BEGIN The input
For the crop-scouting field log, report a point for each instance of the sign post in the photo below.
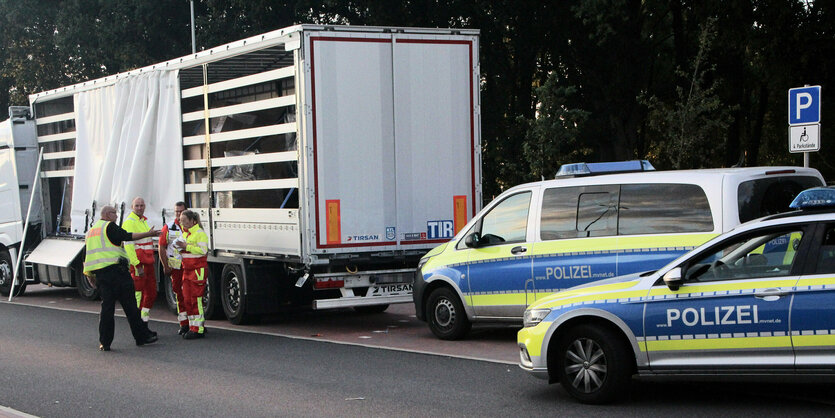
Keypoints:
(804, 120)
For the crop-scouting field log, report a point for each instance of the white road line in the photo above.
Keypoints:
(295, 337)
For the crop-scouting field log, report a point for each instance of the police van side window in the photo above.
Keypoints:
(769, 253)
(663, 209)
(507, 222)
(597, 214)
(826, 255)
(574, 212)
(770, 195)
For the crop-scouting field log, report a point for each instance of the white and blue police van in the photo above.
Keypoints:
(596, 222)
(757, 300)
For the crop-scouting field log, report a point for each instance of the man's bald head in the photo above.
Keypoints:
(138, 206)
(108, 213)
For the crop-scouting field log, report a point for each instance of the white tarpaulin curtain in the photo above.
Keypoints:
(128, 144)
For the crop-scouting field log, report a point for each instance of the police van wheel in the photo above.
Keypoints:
(592, 364)
(446, 316)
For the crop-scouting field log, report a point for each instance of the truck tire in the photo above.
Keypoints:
(85, 289)
(446, 316)
(232, 291)
(371, 309)
(6, 276)
(592, 364)
(211, 301)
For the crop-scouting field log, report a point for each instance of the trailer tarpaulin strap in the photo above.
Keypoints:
(129, 144)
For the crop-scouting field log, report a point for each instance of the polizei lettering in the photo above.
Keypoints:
(719, 315)
(569, 272)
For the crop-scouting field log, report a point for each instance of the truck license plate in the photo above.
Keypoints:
(392, 289)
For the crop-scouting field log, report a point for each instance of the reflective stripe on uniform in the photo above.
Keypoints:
(100, 252)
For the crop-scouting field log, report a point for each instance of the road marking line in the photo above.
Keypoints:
(294, 337)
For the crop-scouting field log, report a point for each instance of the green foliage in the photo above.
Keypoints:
(689, 131)
(555, 136)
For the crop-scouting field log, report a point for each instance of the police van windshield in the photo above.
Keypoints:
(769, 196)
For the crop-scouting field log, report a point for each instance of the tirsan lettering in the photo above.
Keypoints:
(721, 315)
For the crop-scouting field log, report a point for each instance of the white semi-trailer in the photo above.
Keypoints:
(323, 161)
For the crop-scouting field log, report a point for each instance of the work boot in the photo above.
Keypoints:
(150, 340)
(191, 335)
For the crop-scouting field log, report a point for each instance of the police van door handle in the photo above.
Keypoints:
(770, 294)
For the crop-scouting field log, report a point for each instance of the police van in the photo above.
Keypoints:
(755, 301)
(539, 238)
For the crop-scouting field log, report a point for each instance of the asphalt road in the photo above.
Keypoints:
(50, 367)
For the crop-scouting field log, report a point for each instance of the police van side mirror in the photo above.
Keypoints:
(673, 279)
(472, 240)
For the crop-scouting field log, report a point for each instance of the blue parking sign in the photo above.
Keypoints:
(804, 105)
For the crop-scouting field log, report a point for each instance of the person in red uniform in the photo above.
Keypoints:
(194, 249)
(172, 262)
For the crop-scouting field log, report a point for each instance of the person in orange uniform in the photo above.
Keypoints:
(141, 257)
(172, 262)
(194, 250)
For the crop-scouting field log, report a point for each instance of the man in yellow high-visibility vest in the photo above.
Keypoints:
(141, 256)
(105, 263)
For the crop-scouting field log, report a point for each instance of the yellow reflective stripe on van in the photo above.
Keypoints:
(499, 299)
(573, 246)
(721, 287)
(603, 293)
(817, 281)
(716, 343)
(813, 340)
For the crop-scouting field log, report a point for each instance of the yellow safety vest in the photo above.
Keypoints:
(141, 250)
(100, 251)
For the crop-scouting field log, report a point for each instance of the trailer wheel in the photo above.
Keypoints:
(371, 309)
(6, 275)
(211, 302)
(446, 316)
(232, 291)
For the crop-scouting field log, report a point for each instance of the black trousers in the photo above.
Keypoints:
(114, 283)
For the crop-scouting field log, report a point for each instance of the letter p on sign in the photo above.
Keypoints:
(804, 105)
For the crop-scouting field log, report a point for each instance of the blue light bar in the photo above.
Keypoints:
(587, 169)
(814, 198)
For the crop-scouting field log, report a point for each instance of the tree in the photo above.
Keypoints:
(688, 131)
(554, 137)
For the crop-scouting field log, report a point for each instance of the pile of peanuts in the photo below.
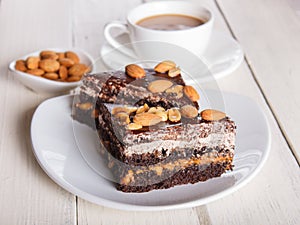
END The input
=== What needs to be done ===
Every record above must be given again exactly; drop the pictures.

=== Task answer ===
For the crop-scouting field log, report a point for each instance of the sign post in the photo below.
Keypoints:
(804, 120)
For the crop-scouting field log, report a point for each instance of the white road line in the photo above.
Keypoints:
(295, 337)
For the crop-scouting field log, report a point for each instance of the police van side window in the photo above.
Keypoints:
(769, 253)
(663, 209)
(507, 222)
(597, 214)
(826, 255)
(574, 212)
(770, 195)
For the crop-scouting field log, report a point for each instance of the white and blue police van in the photo above.
Keypoints:
(596, 222)
(757, 300)
For the crop-scouting field log, report a point for each instance of the man's bald head in the photo above.
Keypoints:
(138, 206)
(108, 213)
For the crop-scouting field log, report a point for each instance of the white tarpaulin curtain in the photo above.
Keypoints:
(128, 144)
For the crop-scouting field log, report a point for each instance of the police van wheel in the photo above.
Keypoints:
(592, 364)
(446, 316)
For the crop-scouting field log, report a point for each instance of the truck tire in the photo above.
Keypoints:
(85, 289)
(446, 316)
(232, 291)
(371, 309)
(6, 276)
(592, 364)
(211, 301)
For the crop-scouting field log, report a point for each instance of the trailer tarpaulin strap in the photo above.
Keypoints:
(129, 144)
For the crop-scouting field log, report a point for each instance of the polizei lettering in the photo above.
Keypoints:
(719, 315)
(569, 272)
For the crop-scouting field log, report a point for each instance of the truck license plate in the photo above.
Keypoints:
(392, 289)
For the crop-scouting field log, report a point for each instance of the reflective stripe on uniform in the photo above.
Keypoints:
(100, 252)
For the crop-scouting field log, report a point for each instance of the road marking line in the photo above.
Keypoints:
(294, 337)
For the crop-scouting field log, report a point for each instance of the green foliage in the photo above.
Keypoints:
(689, 131)
(555, 136)
For the crop-scouting field log, report a point for each instance of the police van windshield in the photo above.
Keypoints:
(769, 196)
For the crop-scouting field log, report a point for each instance of the tirsan lettering in the photo above.
Keypoints:
(721, 315)
For the crop-scouting field log, report a point for each instance of the white semi-trailer in the photo above.
Keypoints:
(323, 161)
For the crop-scouting field log, report a point for each instance of the work boot in the photo above.
Keypoints:
(150, 340)
(191, 335)
For the crop-scouting field log, report a point for each instance of the police van door handle in the photo above.
Keypoints:
(770, 294)
For the crop-scouting field log, report a point for each instance of the police van in the photo above.
Keypoints:
(755, 301)
(539, 238)
For the crop-scouting field log, report a point for each instance of the asphalt road in the photo above.
Keypoints:
(50, 367)
For the crop-scouting field log, report a point for each instance of the police van side mirror in the photo above.
Keypoints:
(673, 279)
(472, 240)
For the crop-scouting field log, report a point for each instance of the blue parking sign in the photo above.
Keypoints:
(804, 105)
For the crop-scouting field log, report a point for each instance of the person in red uniform in the photo above.
Keypoints:
(194, 249)
(172, 262)
For the crop-scouting field log, report a point for each instance of the person in orange uniform in the photo above.
Keypoints:
(141, 257)
(172, 262)
(194, 250)
For the crop-scouting field log, report a point for each instance of the man in yellow high-visibility vest in the photo above.
Keypoints:
(141, 256)
(105, 263)
For the crop-scouting field log, report a point for each instance of the yellow reflective stripe on van in the photo above.
Keypoints:
(499, 299)
(573, 246)
(721, 287)
(603, 293)
(817, 281)
(716, 343)
(813, 340)
For the crop-scouting field log, report a point for each instance of the yellow safety vest in the photo above.
Keypoints:
(141, 250)
(100, 251)
For the crop-scouting field log, report a point for each instance of the trailer wheel in the photo above.
Keypoints:
(371, 309)
(6, 275)
(211, 302)
(446, 316)
(232, 291)
For the crop-scouting field log, report a point for each instance of the black trousers in the photo above.
Keypoints:
(114, 283)
For the crop-scouting field log, report a point for each instance of the letter p on sign in the photo above.
Keypoints:
(804, 105)
For the crop-scouting field log, report a point for each instance of the blue light bar in the photo above.
Keypoints:
(587, 169)
(814, 198)
For the crop-scouting field log, report a point for each instance of the tree in the photo above.
Keypoints:
(688, 131)
(554, 137)
For the crop-scouting field log, report a point for each instance of the pile of peanuts in the photo below.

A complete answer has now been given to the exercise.